## [Directions for this task]
Look below and pull out each line with the word "point".

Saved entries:
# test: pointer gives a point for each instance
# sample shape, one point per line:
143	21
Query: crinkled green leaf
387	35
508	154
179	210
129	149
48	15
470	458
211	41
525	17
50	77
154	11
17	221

## [Task output]
# test: pointer gives a point for each instance
# sample shape, one point per line:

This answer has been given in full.